_Passage provided_
-- -- --

What about a 15 inch pivot tonearm?

Account Closed
Joined 2010
Two years ago i purchessed a broken DD Dual turntable for its tonearm which was in good condition. I also have a B&O MMC20E cart that was never used from a broken B&O turntable , some Easton archery Jazz arrows made out of 7075 aerospace alloy and a a broken Garrard whose counterweight needed to be used too...Now i need to wire it , put the phono pre inside the wooden box and listen to the damn thing.
 

Attachments

  • 20210327_033828.jpg
    20210327_033828.jpg
    980 KB · Views: 732
  • 20210327_033859.jpg
    20210327_033859.jpg
    780.4 KB · Views: 686
  • 20210327_033926.jpg
    20210327_033926.jpg
    501.6 KB · Views: 663
  • 20210327_033954.jpg
    20210327_033954.jpg
    671.4 KB · Views: 664
Last edited:
Same issues as an engine connecting rod. A super long rod/arm really reduces the geometry errors but increases the moving mass. While you can counter-balance gravity forces, bass resonance and record warp finds a lot of mass to push.

Certainly will make your friends jealous.
 
I'm using Garrard sp25 counterweight so i get approximately its moving mass while it had a short and very heavy tonearm.I'll be using it with a better turntables though)dual 701 and dual 1219).I can still cut it to 12 inch if it's too long...will see about it next days.I'm still envious on the original B&O turntable whose tonearm i broke due to transport ...I found that B&O the most genious turntable i ever saw anywhere...I still tink they were better than any other company at building turntables.

-- -- --

_Exercise 1_
Copy the stretch of the tonearm thread from "What about a" through "the damn thing.", switching "counterweight" to "balance weight".
_Exercise 2_
In the tonearm thread, what are the Easton archery Jazz arrows made of?

-- -- --

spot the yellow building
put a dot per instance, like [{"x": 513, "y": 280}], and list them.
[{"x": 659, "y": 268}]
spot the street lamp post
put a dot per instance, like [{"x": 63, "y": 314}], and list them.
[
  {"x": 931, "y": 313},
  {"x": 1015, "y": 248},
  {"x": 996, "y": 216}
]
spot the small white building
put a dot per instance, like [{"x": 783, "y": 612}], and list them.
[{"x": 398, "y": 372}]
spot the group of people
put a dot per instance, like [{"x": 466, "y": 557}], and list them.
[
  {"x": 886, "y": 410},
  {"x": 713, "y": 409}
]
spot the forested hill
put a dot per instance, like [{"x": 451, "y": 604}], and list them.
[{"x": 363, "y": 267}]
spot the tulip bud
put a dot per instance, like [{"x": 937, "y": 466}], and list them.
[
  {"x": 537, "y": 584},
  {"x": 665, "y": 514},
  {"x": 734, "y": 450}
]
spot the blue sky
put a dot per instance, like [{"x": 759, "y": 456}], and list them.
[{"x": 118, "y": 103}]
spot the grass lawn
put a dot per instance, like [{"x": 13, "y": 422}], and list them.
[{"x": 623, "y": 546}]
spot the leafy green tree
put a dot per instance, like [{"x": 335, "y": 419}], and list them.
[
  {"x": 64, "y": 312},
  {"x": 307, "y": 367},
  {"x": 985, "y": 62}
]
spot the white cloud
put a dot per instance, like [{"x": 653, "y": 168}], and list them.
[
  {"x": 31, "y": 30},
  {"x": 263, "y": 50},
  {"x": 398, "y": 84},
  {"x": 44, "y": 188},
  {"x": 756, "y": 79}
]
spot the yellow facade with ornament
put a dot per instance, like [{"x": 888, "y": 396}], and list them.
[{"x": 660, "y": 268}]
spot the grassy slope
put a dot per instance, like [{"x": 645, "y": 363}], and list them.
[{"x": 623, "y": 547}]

-- -- --

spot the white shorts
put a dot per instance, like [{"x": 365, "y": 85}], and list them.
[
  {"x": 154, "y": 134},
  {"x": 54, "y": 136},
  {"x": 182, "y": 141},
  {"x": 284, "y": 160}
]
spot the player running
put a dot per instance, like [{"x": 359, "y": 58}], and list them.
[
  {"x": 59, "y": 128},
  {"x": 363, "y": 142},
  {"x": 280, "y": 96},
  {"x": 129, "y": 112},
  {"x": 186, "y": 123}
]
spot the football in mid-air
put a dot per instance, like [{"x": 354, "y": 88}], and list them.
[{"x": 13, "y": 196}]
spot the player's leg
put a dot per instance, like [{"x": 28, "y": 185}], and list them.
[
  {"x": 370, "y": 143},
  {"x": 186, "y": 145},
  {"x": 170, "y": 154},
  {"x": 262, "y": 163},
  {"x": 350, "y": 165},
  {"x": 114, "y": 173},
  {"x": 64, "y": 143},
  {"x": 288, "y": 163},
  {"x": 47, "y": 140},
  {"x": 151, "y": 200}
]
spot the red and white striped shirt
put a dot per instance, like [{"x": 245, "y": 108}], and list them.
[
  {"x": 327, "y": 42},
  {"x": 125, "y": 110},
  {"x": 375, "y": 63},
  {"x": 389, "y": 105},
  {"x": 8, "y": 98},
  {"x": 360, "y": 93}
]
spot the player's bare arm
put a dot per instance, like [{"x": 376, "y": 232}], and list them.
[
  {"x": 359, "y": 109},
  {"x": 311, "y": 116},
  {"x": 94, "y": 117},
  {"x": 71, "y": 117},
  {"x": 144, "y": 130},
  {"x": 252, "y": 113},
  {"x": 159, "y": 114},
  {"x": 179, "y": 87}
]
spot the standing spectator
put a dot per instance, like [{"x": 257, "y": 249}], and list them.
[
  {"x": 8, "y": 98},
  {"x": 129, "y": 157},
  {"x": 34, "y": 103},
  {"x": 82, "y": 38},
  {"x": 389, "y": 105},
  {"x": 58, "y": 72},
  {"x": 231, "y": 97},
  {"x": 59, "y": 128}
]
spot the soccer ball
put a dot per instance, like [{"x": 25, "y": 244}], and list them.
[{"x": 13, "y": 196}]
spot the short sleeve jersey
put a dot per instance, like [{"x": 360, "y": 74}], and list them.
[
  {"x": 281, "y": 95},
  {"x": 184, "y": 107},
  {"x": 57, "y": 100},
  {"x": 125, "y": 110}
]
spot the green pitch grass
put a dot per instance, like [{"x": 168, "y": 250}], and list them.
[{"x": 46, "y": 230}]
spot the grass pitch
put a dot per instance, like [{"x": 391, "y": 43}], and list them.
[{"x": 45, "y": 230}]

-- -- --

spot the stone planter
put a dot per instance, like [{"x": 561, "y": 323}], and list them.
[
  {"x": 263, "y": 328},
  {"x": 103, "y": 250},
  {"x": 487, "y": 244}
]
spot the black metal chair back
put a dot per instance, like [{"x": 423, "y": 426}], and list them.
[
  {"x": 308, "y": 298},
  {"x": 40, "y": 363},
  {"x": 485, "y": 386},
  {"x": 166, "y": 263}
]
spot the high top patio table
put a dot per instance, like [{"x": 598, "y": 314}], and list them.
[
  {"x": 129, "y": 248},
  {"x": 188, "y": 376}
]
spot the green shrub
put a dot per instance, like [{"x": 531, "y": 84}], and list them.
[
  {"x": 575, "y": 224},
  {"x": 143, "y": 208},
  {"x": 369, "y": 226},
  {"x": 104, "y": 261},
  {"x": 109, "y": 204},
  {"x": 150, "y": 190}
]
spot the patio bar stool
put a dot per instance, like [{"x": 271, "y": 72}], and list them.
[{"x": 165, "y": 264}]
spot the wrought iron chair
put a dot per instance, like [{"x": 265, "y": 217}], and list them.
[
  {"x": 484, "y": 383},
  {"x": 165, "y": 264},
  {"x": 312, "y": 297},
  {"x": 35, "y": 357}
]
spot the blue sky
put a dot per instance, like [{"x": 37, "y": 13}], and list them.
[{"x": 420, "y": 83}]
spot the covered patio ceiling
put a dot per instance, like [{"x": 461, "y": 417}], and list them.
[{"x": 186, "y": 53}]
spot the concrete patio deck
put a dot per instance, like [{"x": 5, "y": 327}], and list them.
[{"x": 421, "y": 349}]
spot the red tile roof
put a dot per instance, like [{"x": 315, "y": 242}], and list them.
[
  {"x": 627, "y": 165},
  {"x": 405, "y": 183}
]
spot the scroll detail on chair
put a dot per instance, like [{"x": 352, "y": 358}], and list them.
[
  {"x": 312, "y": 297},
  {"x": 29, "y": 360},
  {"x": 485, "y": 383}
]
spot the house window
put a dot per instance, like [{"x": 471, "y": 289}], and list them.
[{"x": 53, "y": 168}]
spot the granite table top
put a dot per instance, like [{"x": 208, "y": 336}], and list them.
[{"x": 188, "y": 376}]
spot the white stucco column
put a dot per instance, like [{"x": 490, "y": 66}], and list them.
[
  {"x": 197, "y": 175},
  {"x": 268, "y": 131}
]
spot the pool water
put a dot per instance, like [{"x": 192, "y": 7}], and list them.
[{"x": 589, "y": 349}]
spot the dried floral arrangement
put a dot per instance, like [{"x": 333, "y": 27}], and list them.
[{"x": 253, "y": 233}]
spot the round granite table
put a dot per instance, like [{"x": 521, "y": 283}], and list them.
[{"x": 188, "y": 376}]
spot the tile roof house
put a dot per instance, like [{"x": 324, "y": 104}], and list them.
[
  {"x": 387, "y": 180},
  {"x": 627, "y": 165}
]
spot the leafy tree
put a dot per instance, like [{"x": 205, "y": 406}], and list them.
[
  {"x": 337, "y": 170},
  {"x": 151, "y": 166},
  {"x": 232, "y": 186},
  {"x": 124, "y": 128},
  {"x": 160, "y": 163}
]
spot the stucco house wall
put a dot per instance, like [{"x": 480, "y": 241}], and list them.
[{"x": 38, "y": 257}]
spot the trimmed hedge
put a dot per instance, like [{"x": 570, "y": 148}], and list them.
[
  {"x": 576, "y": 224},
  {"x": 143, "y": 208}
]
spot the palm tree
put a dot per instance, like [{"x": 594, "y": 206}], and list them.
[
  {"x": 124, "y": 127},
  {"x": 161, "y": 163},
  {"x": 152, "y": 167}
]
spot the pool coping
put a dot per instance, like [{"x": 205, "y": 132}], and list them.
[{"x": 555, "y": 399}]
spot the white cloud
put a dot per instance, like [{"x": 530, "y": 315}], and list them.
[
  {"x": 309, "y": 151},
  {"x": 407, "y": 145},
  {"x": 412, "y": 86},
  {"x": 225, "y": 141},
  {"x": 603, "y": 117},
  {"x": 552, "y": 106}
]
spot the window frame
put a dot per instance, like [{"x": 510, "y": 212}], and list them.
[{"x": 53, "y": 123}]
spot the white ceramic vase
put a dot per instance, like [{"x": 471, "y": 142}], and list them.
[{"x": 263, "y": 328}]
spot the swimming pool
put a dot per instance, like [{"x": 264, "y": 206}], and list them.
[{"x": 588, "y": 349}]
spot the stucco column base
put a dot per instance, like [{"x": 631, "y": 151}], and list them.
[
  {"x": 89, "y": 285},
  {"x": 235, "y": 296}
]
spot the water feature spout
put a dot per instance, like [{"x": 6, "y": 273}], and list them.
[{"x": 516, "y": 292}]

-- -- --

_Correct result 1_
What about a 15 inch pivot tonearm?

Account Closed
Joined 2010
Two years ago i purchessed a broken DD Dual turntable for its tonearm which was in good condition. I also have a B&O MMC20E cart that was never used from a broken B&O turntable , some Easton archery Jazz arrows made out of 7075 aerospace alloy and a a broken Garrard whose balance weight needed to be used too...Now i need to wire it , put the phono pre inside the wooden box and listen to the damn thing.

_Correct result 2_
7075 aerospace alloy